■ EXERCISE DESCRIPTION ■
Filter the data below and copy each line that contains the word "every".

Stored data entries
>>>

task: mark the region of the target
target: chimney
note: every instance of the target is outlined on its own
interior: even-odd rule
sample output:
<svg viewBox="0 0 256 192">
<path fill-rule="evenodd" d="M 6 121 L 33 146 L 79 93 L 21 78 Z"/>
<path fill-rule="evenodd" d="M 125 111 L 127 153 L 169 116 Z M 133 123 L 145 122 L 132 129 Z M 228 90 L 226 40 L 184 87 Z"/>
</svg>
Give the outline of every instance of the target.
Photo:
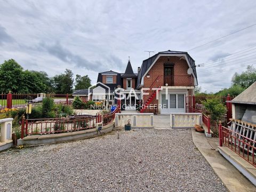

<<<

■ SOLUTION TO THIS TASK ■
note: every instance of the target is outlined on its own
Give the outline of every instance of the target.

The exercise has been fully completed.